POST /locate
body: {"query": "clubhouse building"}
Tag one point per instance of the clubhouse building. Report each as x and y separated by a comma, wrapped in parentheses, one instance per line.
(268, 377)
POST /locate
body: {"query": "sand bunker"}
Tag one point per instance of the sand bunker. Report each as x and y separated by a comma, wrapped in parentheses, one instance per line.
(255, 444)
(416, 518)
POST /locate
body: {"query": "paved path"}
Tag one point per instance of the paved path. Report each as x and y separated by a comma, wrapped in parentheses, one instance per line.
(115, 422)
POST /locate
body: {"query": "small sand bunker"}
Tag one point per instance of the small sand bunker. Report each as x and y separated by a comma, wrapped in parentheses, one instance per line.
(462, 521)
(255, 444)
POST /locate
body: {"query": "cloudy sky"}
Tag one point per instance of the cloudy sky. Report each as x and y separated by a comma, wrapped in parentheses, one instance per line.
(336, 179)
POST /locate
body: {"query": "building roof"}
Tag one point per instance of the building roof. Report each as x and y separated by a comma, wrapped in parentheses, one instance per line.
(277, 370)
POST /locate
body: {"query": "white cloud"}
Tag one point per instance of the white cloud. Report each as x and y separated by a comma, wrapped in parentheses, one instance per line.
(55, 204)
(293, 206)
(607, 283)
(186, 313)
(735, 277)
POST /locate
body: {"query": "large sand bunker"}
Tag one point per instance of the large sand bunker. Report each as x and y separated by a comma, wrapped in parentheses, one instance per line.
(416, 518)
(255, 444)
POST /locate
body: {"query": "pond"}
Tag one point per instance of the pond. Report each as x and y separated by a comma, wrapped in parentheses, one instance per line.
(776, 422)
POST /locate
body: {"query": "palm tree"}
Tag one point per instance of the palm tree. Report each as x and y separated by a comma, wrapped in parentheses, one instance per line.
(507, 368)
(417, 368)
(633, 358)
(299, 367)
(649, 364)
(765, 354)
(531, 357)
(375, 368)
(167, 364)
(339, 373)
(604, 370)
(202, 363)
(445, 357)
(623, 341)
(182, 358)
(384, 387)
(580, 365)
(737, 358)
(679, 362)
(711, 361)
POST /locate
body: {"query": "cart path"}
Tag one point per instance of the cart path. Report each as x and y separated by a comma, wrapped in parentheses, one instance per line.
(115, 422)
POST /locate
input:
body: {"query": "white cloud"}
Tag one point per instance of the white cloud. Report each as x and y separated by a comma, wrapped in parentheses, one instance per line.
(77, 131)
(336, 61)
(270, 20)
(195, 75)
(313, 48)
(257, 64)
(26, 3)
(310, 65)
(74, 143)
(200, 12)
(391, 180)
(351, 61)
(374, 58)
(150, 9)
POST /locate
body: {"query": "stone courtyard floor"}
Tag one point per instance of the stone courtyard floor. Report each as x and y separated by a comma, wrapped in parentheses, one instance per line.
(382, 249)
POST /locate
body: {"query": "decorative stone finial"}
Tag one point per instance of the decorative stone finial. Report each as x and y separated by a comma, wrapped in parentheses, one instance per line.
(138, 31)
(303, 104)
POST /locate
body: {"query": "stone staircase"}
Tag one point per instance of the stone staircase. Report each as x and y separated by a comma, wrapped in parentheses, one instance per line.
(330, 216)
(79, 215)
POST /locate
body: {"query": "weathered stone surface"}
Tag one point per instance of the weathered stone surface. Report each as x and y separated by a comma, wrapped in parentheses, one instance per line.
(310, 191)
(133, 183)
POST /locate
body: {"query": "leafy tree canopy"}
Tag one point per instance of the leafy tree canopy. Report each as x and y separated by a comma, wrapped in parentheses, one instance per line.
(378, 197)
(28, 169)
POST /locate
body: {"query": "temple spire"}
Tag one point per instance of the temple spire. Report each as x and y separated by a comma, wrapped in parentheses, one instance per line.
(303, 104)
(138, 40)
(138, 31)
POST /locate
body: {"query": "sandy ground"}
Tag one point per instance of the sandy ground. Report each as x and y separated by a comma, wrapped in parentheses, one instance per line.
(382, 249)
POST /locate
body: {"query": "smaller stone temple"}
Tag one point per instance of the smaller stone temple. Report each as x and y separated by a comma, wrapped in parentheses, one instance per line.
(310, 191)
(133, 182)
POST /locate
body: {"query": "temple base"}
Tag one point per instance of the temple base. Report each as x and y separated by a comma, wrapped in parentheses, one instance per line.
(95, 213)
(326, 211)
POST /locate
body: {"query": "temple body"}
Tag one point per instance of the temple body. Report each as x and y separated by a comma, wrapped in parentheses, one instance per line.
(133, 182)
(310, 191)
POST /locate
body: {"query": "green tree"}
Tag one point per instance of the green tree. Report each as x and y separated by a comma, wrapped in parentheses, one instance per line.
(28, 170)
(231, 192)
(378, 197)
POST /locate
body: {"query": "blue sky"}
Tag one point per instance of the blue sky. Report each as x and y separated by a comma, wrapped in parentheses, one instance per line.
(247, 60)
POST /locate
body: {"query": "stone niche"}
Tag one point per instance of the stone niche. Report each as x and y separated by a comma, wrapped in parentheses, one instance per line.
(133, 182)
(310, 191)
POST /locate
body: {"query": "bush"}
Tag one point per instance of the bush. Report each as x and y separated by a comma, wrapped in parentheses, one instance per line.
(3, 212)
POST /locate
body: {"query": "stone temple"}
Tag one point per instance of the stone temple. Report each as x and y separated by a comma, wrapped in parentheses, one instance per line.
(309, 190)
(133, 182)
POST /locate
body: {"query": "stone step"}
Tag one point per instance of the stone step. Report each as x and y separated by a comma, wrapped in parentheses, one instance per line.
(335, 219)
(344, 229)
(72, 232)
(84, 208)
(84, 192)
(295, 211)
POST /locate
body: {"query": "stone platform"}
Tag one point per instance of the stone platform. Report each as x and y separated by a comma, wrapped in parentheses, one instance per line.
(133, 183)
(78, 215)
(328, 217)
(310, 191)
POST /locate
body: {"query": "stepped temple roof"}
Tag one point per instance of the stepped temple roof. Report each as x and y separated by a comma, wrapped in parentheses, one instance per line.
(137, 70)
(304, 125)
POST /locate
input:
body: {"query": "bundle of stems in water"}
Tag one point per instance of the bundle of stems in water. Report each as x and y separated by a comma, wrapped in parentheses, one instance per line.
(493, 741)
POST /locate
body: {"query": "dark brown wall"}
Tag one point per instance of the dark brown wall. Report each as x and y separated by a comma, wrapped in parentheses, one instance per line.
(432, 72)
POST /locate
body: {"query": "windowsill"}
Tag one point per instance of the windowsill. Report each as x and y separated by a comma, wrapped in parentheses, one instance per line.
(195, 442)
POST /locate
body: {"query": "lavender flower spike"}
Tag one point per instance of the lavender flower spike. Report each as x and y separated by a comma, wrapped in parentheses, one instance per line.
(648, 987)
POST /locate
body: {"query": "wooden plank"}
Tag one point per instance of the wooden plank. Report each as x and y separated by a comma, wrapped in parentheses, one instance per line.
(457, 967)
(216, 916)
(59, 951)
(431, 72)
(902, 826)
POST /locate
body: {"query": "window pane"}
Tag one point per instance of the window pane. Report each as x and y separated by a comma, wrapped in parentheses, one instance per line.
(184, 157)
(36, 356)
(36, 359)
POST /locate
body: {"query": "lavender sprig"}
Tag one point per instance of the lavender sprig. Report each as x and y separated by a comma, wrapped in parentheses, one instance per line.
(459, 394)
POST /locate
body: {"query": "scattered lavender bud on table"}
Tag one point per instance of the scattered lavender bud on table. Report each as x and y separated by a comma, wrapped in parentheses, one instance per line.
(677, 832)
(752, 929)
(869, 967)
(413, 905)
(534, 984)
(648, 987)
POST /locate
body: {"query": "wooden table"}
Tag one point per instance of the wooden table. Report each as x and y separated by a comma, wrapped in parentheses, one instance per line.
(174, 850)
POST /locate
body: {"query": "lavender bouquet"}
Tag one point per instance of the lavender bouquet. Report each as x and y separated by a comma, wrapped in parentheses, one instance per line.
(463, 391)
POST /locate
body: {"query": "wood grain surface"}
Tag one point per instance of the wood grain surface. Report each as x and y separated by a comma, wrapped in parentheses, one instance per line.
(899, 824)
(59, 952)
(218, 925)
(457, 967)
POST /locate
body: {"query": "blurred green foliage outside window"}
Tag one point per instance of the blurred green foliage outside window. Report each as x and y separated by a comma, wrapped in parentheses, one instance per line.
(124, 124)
◆ ◆ ◆ ◆
→ TASK STATEMENT
Find every line in the items above that contains the word "courtyard" and copy each one.

→ RESPONSE TO THE EXERCISE
body: {"query": "stone courtyard floor"}
Tag one point per instance of the stone courtyard floor. Report each as x and y separated by a comma, wrapped in parentheses, one instance per line.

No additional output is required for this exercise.